All of the listing below must be repeated word for word. Pictures are the only thing to omit.

======== Records for the task ========

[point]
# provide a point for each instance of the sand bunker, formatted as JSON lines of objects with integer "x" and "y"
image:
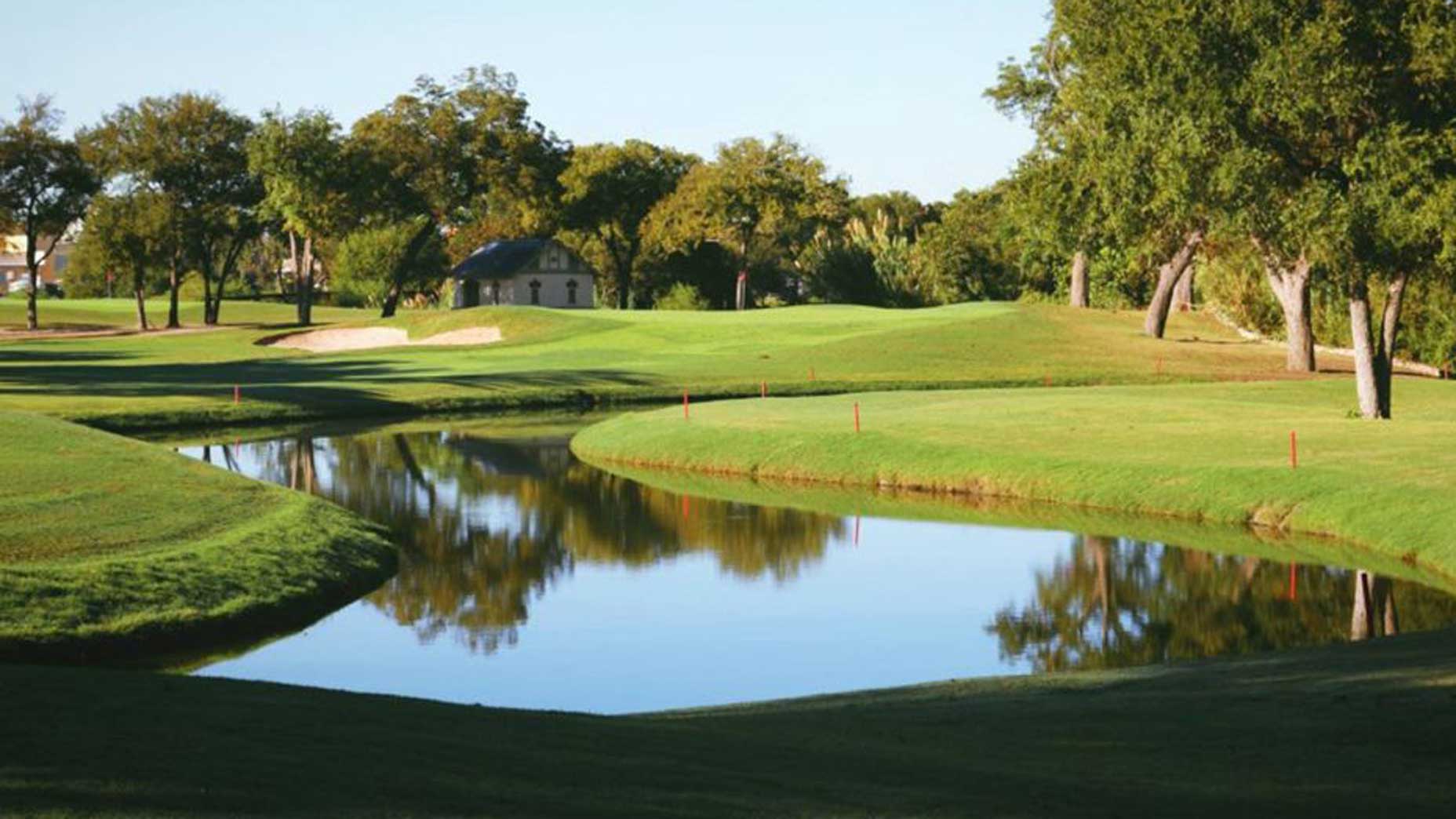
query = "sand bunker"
{"x": 373, "y": 337}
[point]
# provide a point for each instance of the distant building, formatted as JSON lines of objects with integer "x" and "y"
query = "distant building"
{"x": 525, "y": 271}
{"x": 15, "y": 276}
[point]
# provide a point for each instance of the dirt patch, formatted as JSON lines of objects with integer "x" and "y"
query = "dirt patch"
{"x": 345, "y": 338}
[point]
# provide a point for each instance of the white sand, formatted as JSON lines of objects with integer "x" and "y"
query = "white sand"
{"x": 372, "y": 337}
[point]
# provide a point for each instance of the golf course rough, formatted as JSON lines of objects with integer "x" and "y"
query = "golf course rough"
{"x": 112, "y": 547}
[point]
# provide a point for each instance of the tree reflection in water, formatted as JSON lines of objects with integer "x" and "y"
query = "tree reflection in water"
{"x": 1116, "y": 602}
{"x": 486, "y": 526}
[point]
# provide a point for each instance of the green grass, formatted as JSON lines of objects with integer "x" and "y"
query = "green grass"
{"x": 1366, "y": 729}
{"x": 112, "y": 547}
{"x": 578, "y": 359}
{"x": 1207, "y": 452}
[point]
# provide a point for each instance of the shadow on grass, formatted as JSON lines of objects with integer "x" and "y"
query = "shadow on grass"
{"x": 1363, "y": 729}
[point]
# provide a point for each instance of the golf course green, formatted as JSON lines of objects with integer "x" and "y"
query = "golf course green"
{"x": 118, "y": 547}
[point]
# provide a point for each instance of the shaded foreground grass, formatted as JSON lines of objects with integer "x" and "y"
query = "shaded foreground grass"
{"x": 583, "y": 359}
{"x": 1366, "y": 729}
{"x": 111, "y": 547}
{"x": 1207, "y": 452}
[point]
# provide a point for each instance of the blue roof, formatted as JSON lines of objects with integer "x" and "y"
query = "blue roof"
{"x": 498, "y": 260}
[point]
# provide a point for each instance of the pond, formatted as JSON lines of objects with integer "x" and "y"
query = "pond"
{"x": 529, "y": 579}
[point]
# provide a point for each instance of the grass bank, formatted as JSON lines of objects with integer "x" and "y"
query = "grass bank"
{"x": 599, "y": 358}
{"x": 1365, "y": 727}
{"x": 1213, "y": 453}
{"x": 112, "y": 547}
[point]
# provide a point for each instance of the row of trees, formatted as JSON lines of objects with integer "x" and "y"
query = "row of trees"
{"x": 184, "y": 193}
{"x": 1311, "y": 137}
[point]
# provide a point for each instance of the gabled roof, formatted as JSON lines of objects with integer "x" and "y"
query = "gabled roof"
{"x": 498, "y": 260}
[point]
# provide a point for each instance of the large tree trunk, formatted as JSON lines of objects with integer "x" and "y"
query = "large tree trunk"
{"x": 32, "y": 319}
{"x": 1362, "y": 615}
{"x": 1290, "y": 286}
{"x": 173, "y": 282}
{"x": 1183, "y": 292}
{"x": 1079, "y": 280}
{"x": 1385, "y": 350}
{"x": 1168, "y": 276}
{"x": 1366, "y": 387}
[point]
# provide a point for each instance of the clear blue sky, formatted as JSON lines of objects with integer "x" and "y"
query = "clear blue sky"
{"x": 889, "y": 93}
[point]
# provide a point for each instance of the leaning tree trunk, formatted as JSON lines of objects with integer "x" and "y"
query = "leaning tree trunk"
{"x": 173, "y": 282}
{"x": 1168, "y": 276}
{"x": 1362, "y": 617}
{"x": 140, "y": 290}
{"x": 1183, "y": 292}
{"x": 1385, "y": 350}
{"x": 1366, "y": 387}
{"x": 1079, "y": 280}
{"x": 32, "y": 319}
{"x": 1290, "y": 286}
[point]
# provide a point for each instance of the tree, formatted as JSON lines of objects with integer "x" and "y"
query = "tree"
{"x": 765, "y": 202}
{"x": 129, "y": 234}
{"x": 607, "y": 193}
{"x": 304, "y": 173}
{"x": 191, "y": 149}
{"x": 44, "y": 187}
{"x": 369, "y": 258}
{"x": 446, "y": 155}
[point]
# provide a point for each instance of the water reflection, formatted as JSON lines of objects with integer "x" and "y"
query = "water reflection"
{"x": 675, "y": 601}
{"x": 1114, "y": 602}
{"x": 486, "y": 526}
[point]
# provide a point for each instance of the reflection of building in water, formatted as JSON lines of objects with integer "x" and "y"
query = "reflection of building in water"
{"x": 486, "y": 526}
{"x": 1116, "y": 602}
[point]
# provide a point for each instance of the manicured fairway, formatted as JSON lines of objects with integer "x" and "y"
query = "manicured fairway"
{"x": 111, "y": 545}
{"x": 1207, "y": 452}
{"x": 556, "y": 358}
{"x": 1366, "y": 729}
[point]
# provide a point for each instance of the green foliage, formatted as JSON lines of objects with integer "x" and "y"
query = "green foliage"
{"x": 607, "y": 193}
{"x": 364, "y": 267}
{"x": 762, "y": 202}
{"x": 682, "y": 297}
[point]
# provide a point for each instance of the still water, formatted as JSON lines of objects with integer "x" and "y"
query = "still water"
{"x": 529, "y": 579}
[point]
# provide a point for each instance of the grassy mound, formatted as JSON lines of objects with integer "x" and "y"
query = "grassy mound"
{"x": 111, "y": 545}
{"x": 581, "y": 359}
{"x": 1365, "y": 729}
{"x": 1207, "y": 452}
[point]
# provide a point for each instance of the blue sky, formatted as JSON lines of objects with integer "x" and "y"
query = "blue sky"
{"x": 889, "y": 93}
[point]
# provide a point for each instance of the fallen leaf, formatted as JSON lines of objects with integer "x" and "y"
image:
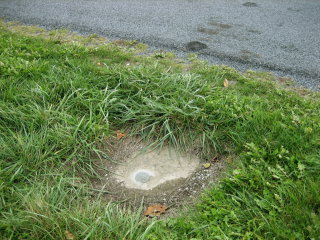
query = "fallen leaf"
{"x": 120, "y": 134}
{"x": 155, "y": 210}
{"x": 69, "y": 235}
{"x": 226, "y": 83}
{"x": 206, "y": 165}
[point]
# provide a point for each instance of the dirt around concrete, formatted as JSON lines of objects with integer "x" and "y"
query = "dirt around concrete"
{"x": 175, "y": 183}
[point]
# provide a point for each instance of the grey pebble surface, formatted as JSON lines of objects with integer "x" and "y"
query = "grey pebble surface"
{"x": 278, "y": 36}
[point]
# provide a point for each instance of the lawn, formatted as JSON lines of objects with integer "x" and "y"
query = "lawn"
{"x": 61, "y": 96}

========

The response:
[point]
# provide a point for each instance of the sand bunker, formatted as JSON lines of objects with integer "x" and "y"
image:
query = "sand bunker"
{"x": 373, "y": 337}
[point]
# provide a point for each instance of the distant building, formatted as JSON lines of objects with integer "x" and "y"
query = "distant building"
{"x": 525, "y": 271}
{"x": 15, "y": 276}
[point]
# provide a point for each instance of the dirt patch, formatted as JSON lines of objects with integer "x" and "y"
query = "dirt patch"
{"x": 345, "y": 338}
[point]
# provide a point for each instance of the white sand, formatted as JSON lines of objects with integer "x" and "y"
query = "white sand"
{"x": 372, "y": 337}
[point]
# provide a point for each instance of the golf course rough, formatted as JSON lines of objects with integer "x" and "y"
query = "golf course rough"
{"x": 112, "y": 547}
[point]
# provide a point for each instance of the tree reflection in water, formatted as JSON lines of objects with integer "x" and "y"
query = "tree reflection in water"
{"x": 1116, "y": 602}
{"x": 486, "y": 526}
[point]
# provide a point for each instance of the green grass, formatted as JSON lines of objects with integer "x" and "y"
query = "green grass"
{"x": 1366, "y": 729}
{"x": 112, "y": 547}
{"x": 578, "y": 359}
{"x": 1207, "y": 452}
[point]
# provide a point for each instance of the shadow on grass, formatted as JSON lines of objects with integer "x" and "y"
query = "shadow on grass"
{"x": 1363, "y": 729}
[point]
# provide a point for each instance of the golf course green, formatted as JSON lines of objects with integer "x" and "y"
query = "golf course green"
{"x": 118, "y": 547}
[point]
# provide a point for each instance of the shaded foreground grass, formatted as JSON lines of objects with integer "x" and "y"
query = "shaded foreground grass"
{"x": 583, "y": 359}
{"x": 1366, "y": 729}
{"x": 111, "y": 547}
{"x": 1207, "y": 452}
[point]
# provide a point for each instance of the blue roof, formatted as JSON lines of objects with integer "x" and "y"
query = "blue roof"
{"x": 498, "y": 260}
[point]
# provide a point for each instance of the pond, formatted as JSON lines of objects with integer "x" and "y"
query = "pond"
{"x": 529, "y": 579}
[point]
# provide a point for each instance of the grass bank, formatted as JSON lines of objects with integer "x" and "y"
query = "grass bank"
{"x": 599, "y": 358}
{"x": 1365, "y": 727}
{"x": 1213, "y": 453}
{"x": 112, "y": 547}
[point]
# provide a point for each instance of the row of trees, formatted as JSON lines of objects with integer "x" and "y"
query = "row of trees"
{"x": 184, "y": 193}
{"x": 1311, "y": 137}
[point]
# provide a point for each instance of the gabled roof, formatted as JSON lines of objects with integer "x" and "y"
query = "gabled roof"
{"x": 498, "y": 260}
[point]
# provide a point for each instance of the large tree trunk, formatted as JSON lines of objects with integer "x" and "y"
query = "large tree trunk"
{"x": 32, "y": 319}
{"x": 1362, "y": 615}
{"x": 1290, "y": 286}
{"x": 173, "y": 282}
{"x": 1183, "y": 292}
{"x": 1079, "y": 280}
{"x": 1385, "y": 350}
{"x": 1168, "y": 276}
{"x": 1366, "y": 387}
[point]
# provide a point for each instance of the clear blue sky, formatted as JSON lines of objects with integer "x" and "y"
query = "clear blue sky"
{"x": 889, "y": 93}
[point]
# provide a point for each instance of the leaning tree trunk, formatted as JSON lines of objects with integer "x" and "y"
query = "leaning tree trunk"
{"x": 173, "y": 282}
{"x": 1168, "y": 276}
{"x": 1362, "y": 617}
{"x": 140, "y": 290}
{"x": 1183, "y": 292}
{"x": 1385, "y": 350}
{"x": 1366, "y": 387}
{"x": 1079, "y": 280}
{"x": 32, "y": 319}
{"x": 1290, "y": 286}
[point]
# provide a point for each instance of the tree, formatted as JSON lines of objects with integer "x" and "y"
query = "tree"
{"x": 765, "y": 202}
{"x": 129, "y": 234}
{"x": 607, "y": 193}
{"x": 304, "y": 173}
{"x": 191, "y": 149}
{"x": 44, "y": 187}
{"x": 369, "y": 258}
{"x": 446, "y": 155}
[point]
# provide a point for each instance of the water reflection, formatted as JSON lines of objects with integer "x" and "y"
query = "water reflection"
{"x": 675, "y": 601}
{"x": 1114, "y": 602}
{"x": 486, "y": 526}
[point]
# provide a point for each instance of the reflection of building in water, formatted as JSON lines of objects with integer "x" and "y"
query = "reflection of building in water"
{"x": 486, "y": 526}
{"x": 1116, "y": 602}
[point]
# provide a point for each instance of the manicured fairway, formatted as JSON lines of objects with integer "x" and "y"
query = "manicured fairway"
{"x": 111, "y": 545}
{"x": 1207, "y": 452}
{"x": 556, "y": 358}
{"x": 1366, "y": 729}
[point]
# provide a point for each instance of the green foliage, formatted as JSON lines of objects with integer "x" and "y"
query = "green foliage"
{"x": 607, "y": 193}
{"x": 364, "y": 267}
{"x": 762, "y": 202}
{"x": 682, "y": 297}
[point]
# provide a point for each instance of the still water, formatted as JSON lines of objects with integer "x" and "y"
query = "still water"
{"x": 529, "y": 579}
[point]
# provide a point for each instance of the grassy mound, formatted as JSON lines of objects with integer "x" and "y"
query = "grassy mound"
{"x": 111, "y": 545}
{"x": 581, "y": 359}
{"x": 1365, "y": 729}
{"x": 1207, "y": 452}
[point]
# provide a point for each instance of the blue sky, formatted as JSON lines of objects with integer "x" and "y"
query = "blue sky"
{"x": 889, "y": 93}
[point]
# provide a point for each instance of the fallen leaf, formatted as JSON lines of objects with integer "x" and "y"
image:
query = "fallen leaf"
{"x": 120, "y": 134}
{"x": 155, "y": 210}
{"x": 69, "y": 235}
{"x": 226, "y": 83}
{"x": 206, "y": 165}
[point]
# provide a point for each instance of the dirt around concrete, formatted as JSON lines of objects with integer "x" and "y"
query = "dirt around concrete"
{"x": 175, "y": 183}
[point]
# provide a point for each instance of the grey pebble surface, formatted as JSON lines of objects with integer "x" and "y"
query = "grey pebble surface"
{"x": 278, "y": 36}
[point]
# provide a point for each instance of the lawn, formatted as JSON lines of objects with integer "x" and "y"
query = "lawn"
{"x": 61, "y": 96}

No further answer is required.